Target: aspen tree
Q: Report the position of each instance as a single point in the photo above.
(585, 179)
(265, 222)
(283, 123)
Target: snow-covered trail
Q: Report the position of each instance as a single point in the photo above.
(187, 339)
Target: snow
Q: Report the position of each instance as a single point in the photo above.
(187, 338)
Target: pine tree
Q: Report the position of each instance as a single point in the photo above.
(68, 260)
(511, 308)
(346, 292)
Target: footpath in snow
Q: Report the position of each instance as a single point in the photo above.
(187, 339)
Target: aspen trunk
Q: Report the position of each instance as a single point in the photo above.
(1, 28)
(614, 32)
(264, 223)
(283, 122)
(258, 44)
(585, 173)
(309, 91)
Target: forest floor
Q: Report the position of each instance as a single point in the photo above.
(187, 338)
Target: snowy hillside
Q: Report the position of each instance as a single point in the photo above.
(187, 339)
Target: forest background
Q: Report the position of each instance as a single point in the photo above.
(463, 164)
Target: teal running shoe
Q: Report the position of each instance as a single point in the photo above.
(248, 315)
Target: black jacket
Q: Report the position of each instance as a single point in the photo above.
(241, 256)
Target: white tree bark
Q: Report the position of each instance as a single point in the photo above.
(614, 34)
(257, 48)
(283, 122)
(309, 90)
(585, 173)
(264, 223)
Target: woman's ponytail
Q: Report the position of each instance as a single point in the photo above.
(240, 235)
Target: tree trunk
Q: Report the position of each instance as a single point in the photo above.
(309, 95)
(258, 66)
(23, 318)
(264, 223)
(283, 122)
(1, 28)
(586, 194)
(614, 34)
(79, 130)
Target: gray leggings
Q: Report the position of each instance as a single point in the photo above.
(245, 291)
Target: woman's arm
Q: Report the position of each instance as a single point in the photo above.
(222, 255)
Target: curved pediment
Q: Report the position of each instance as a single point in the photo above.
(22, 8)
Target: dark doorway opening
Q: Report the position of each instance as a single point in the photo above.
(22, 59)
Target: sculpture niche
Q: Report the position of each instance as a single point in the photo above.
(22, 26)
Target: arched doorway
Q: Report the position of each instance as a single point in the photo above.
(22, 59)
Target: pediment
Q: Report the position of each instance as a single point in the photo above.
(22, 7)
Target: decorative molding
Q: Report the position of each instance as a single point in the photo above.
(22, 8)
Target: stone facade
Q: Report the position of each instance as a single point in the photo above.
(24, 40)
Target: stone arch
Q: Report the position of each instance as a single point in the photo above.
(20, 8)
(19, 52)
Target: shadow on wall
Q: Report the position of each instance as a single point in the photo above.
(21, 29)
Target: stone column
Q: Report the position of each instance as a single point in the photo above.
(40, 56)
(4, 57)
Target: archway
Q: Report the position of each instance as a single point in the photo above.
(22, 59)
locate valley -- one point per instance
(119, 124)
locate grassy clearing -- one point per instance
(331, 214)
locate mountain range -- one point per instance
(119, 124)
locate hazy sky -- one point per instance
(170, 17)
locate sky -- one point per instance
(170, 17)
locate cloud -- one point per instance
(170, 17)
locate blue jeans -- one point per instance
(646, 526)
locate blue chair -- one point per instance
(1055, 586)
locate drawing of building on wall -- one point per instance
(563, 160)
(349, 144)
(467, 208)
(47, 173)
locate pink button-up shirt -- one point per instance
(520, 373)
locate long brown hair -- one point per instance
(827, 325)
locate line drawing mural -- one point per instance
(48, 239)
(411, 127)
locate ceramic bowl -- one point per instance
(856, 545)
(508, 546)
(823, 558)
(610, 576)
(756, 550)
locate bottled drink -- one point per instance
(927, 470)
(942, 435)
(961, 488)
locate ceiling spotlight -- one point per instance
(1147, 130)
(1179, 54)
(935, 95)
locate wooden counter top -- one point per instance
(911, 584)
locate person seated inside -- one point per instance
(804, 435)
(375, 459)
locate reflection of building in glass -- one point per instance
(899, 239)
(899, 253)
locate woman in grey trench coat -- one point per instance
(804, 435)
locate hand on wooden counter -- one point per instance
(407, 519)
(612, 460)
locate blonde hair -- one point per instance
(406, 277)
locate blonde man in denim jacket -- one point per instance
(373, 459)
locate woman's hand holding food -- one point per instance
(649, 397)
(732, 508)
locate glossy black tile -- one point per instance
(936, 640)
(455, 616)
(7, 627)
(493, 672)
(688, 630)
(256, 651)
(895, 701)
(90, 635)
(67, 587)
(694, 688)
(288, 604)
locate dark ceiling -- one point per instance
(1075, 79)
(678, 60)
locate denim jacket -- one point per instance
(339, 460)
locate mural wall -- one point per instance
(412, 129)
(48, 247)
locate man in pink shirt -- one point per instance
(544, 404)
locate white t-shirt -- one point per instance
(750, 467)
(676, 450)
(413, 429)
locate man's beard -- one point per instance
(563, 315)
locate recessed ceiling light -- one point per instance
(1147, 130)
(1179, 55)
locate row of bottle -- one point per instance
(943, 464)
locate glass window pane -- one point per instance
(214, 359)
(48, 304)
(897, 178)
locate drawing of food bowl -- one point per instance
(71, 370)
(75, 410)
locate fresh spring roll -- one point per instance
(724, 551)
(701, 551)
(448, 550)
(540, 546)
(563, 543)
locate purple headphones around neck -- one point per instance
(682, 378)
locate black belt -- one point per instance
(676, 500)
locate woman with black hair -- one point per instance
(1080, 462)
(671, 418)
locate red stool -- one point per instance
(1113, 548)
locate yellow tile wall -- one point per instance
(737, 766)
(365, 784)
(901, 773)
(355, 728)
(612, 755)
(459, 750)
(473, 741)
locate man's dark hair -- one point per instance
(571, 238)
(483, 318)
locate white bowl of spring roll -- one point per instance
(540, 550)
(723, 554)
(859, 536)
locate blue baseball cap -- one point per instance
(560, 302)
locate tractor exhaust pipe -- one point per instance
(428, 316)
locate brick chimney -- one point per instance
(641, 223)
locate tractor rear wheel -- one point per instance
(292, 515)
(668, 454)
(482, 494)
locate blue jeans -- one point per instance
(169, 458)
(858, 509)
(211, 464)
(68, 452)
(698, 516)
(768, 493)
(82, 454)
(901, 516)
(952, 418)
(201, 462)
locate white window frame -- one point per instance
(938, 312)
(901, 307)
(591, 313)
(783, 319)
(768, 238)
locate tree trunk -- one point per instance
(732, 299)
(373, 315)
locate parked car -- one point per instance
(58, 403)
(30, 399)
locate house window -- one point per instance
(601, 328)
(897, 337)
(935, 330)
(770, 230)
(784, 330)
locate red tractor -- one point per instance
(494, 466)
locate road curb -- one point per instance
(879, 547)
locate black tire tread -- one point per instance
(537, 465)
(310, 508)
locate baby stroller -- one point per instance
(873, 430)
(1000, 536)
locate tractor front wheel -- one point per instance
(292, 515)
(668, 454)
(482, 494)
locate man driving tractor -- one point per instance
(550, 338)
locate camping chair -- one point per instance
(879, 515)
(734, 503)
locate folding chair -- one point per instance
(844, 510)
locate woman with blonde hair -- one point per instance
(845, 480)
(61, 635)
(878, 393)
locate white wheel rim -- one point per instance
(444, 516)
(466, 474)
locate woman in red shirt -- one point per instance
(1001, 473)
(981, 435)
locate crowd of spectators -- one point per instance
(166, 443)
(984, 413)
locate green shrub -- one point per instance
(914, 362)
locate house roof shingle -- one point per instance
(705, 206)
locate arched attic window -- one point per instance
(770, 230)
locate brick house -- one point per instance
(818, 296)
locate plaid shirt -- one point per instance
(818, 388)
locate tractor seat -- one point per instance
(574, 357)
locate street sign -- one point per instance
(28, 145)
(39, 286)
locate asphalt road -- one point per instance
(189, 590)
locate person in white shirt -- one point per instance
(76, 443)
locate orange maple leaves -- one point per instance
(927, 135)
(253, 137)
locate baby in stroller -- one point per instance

## [Problem to solve]
Reproduce the material in full, with no word added or dropped.

## [Solved exercise]
Target: aspen tree
Q: Report the position of each instance as a single point in the photo above.
(585, 179)
(265, 222)
(283, 123)
Target: snow-covered trail
Q: Report the position of each instance as a single point in the photo above.
(187, 339)
Target: snow
Q: Report the position of each instance as a single point in the photo above.
(187, 338)
Target: pine tree
Q: Report the position of each instance as a single point in the photo above.
(68, 260)
(511, 308)
(346, 292)
Target: footpath in snow
Q: Report the position of each instance as a single point in the photo above.
(187, 339)
Target: aspen trunk
Q: Report the position of each instance as a single point in the photo above.
(1, 28)
(614, 32)
(264, 223)
(283, 122)
(258, 44)
(585, 173)
(309, 91)
Target: forest floor
Q: Report the position of each instance as a single point in the photo above.
(187, 338)
Target: snowy hillside
Q: Report the position of each instance as a single point in the photo above.
(187, 339)
Target: forest background
Q: Report the position of each instance as a single point in the photo above.
(463, 164)
Target: teal running shoe
Q: Report the position of each instance as a single point in the photo above.
(248, 315)
Target: black jacket
Q: Report the position of each instance as a single point in the photo above.
(241, 256)
Target: white tree bark
Q: Report the position of each instance as a single point in the photo above.
(614, 34)
(257, 48)
(283, 122)
(309, 90)
(585, 173)
(264, 223)
Target: woman's ponytail
Q: Report the position of each instance as a single point in the photo above.
(240, 235)
Target: tree trunk
Q: Report the position of each instance as a single point in the photo above.
(309, 95)
(258, 66)
(23, 318)
(264, 223)
(283, 122)
(1, 28)
(586, 194)
(614, 34)
(79, 130)
Target: gray leggings
Q: Report the position of each instance as a single point in the photo above.
(245, 291)
Target: woman's arm
Q: Report the position of each instance as a single point in the photo above.
(222, 255)
Target: curved pediment
Q: Report the position of each instance as a single point in the photo above.
(22, 8)
Target: dark doorway opening
Q: Report the position of each instance as a single point in the photo above.
(22, 59)
Target: sculpture niche
Q: Report the position of each instance as a single point in the photo above.
(22, 26)
Target: arched doorway
Q: Report the position of each instance as a single point in the photo above.
(22, 59)
Target: pediment
Q: Report the position of each instance as a single point in the photo above.
(22, 7)
Target: decorative molding
Q: Report the position of each instance as a single point in the photo above.
(22, 8)
Target: stone facade
Q: Report the position of each instance as a single point in the photo above.
(24, 40)
Target: stone arch
Q: Report the position of each instance as a single point in the photo above.
(20, 8)
(19, 52)
Target: shadow on wall
Q: Report the position of each instance as a single point in the photo above.
(21, 29)
Target: stone column
Q: Report the position of each instance as a single point in the photo above.
(40, 56)
(4, 57)
Target: archway
Q: Report the position of each instance as a single point in the photo above.
(22, 59)
locate valley -- one point per instance
(119, 124)
locate grassy clearing -- one point per instance
(331, 214)
locate mountain range -- one point per instance
(119, 124)
locate hazy sky -- one point per instance
(170, 17)
locate sky -- one point per instance
(170, 17)
locate cloud -- one point per instance
(170, 17)
locate blue jeans -- one point per instance
(646, 526)
locate blue chair -- one point per instance
(1055, 586)
locate drawing of building on wall -- one point per instance
(563, 160)
(349, 144)
(467, 208)
(47, 173)
locate pink button-up shirt -- one point per instance
(520, 373)
locate long brown hair -- one point per instance
(827, 325)
locate line drawing mural -- one point per instance
(48, 239)
(411, 127)
locate ceramic bowl -- one point per instance
(856, 545)
(508, 546)
(823, 558)
(610, 576)
(756, 550)
locate bottled drink -- one point per instance
(927, 470)
(942, 435)
(961, 488)
locate ceiling spotlight -- one point per instance
(1147, 130)
(1179, 54)
(935, 95)
locate wooden counter top -- one point per instance
(911, 584)
locate person seated inside -- one point per instance
(804, 435)
(375, 459)
locate reflection of building in glass -- one point per instance
(899, 239)
(899, 253)
locate woman in grey trench coat -- one point per instance
(804, 435)
locate hand on wooden counter -- one point per instance
(407, 519)
(612, 460)
locate blonde hair -- one point per instance
(406, 277)
locate blonde man in denim jacket -- one point per instance
(373, 459)
locate woman's hand holding food -- one point per instance
(649, 397)
(732, 508)
locate glossy black tile -- one point per instance
(936, 640)
(455, 616)
(7, 627)
(493, 672)
(688, 630)
(256, 651)
(895, 701)
(90, 635)
(67, 587)
(694, 688)
(288, 604)
locate dark ceiling -- one point per instance
(1075, 79)
(678, 60)
locate denim jacket -- one point per instance
(339, 460)
locate mural wall -- one point per instance
(412, 129)
(48, 247)
locate man in pink shirt -- one point per instance
(544, 404)
locate white t-shirt -- one point per instance
(750, 467)
(676, 450)
(413, 429)
locate man's beard -- one point per instance
(563, 315)
locate recessed ceiling light -- one point per instance
(1147, 130)
(1179, 55)
locate row of bottle -- one point per instance
(943, 464)
locate glass window pane -- one point per instance
(214, 359)
(48, 304)
(897, 178)
locate drawing of food bowl -- one point per instance
(71, 370)
(75, 410)
locate fresh spring roll -- one point per instance
(724, 551)
(701, 551)
(448, 550)
(540, 546)
(563, 543)
locate purple headphones around neck -- one point per instance
(682, 378)
locate black belt -- one point per instance
(676, 500)
locate woman with black hair -- one point per instance
(1080, 462)
(671, 418)
locate red stool -- one point per instance
(1113, 548)
locate yellow tile wall -- one point per instance
(737, 766)
(365, 784)
(901, 773)
(355, 728)
(612, 755)
(459, 750)
(473, 741)
locate man's dark hair -- one point per instance
(571, 238)
(483, 318)
locate white bowl of spring roll -- one point per instance
(540, 550)
(723, 554)
(859, 536)
locate blue baseball cap -- one point per instance
(560, 302)
locate tractor exhaust pipe -- one point per instance
(428, 316)
locate brick chimney -- one point per instance
(641, 223)
locate tractor rear wheel -- one point per instance
(292, 515)
(668, 454)
(482, 494)
locate blue jeans -- one point per instance
(169, 458)
(858, 509)
(211, 464)
(68, 452)
(698, 516)
(768, 493)
(82, 454)
(901, 516)
(952, 418)
(201, 462)
locate white window frame -- one point per instance
(938, 312)
(901, 307)
(591, 313)
(783, 319)
(768, 238)
locate tree trunk -- one point per instance
(732, 299)
(373, 315)
locate parked car -- one point per instance
(58, 403)
(30, 399)
locate house window -- one point per instance
(601, 328)
(897, 337)
(935, 330)
(770, 230)
(784, 330)
locate red tractor -- one point per instance
(494, 466)
locate road curb -- one point per instance
(879, 547)
locate black tire tread -- one point per instance
(537, 465)
(310, 508)
locate baby stroller -- one point per instance
(873, 430)
(1000, 536)
locate tractor front wheel -- one point per instance
(292, 515)
(668, 454)
(482, 494)
locate man driving tractor -- one point per instance
(550, 338)
locate camping chair -- one point per instance
(879, 515)
(734, 503)
locate folding chair -- one point per instance
(844, 510)
locate woman with blonde hair -- one point per instance
(845, 480)
(61, 635)
(878, 393)
locate white wheel rim -- one point per instance
(444, 516)
(466, 474)
locate woman in red shirt -- one point per instance
(1001, 473)
(981, 435)
locate crowd of spectators -- one point per instance
(166, 443)
(984, 413)
locate green shrub -- one point per instance
(914, 362)
locate house roof shingle -- one point per instance
(705, 206)
locate arched attic window -- one point per instance
(770, 230)
locate brick house -- one point per instance
(818, 296)
locate plaid shirt -- one point per instance
(818, 388)
locate tractor seat -- one point per instance
(574, 357)
locate street sign -- one point per instance
(28, 145)
(39, 286)
locate asphalt road -- one point per instance
(189, 590)
locate person in white shirt -- one point per instance
(76, 443)
locate orange maple leaves -- one point per instance
(927, 135)
(253, 137)
locate baby in stroller -- one point per instance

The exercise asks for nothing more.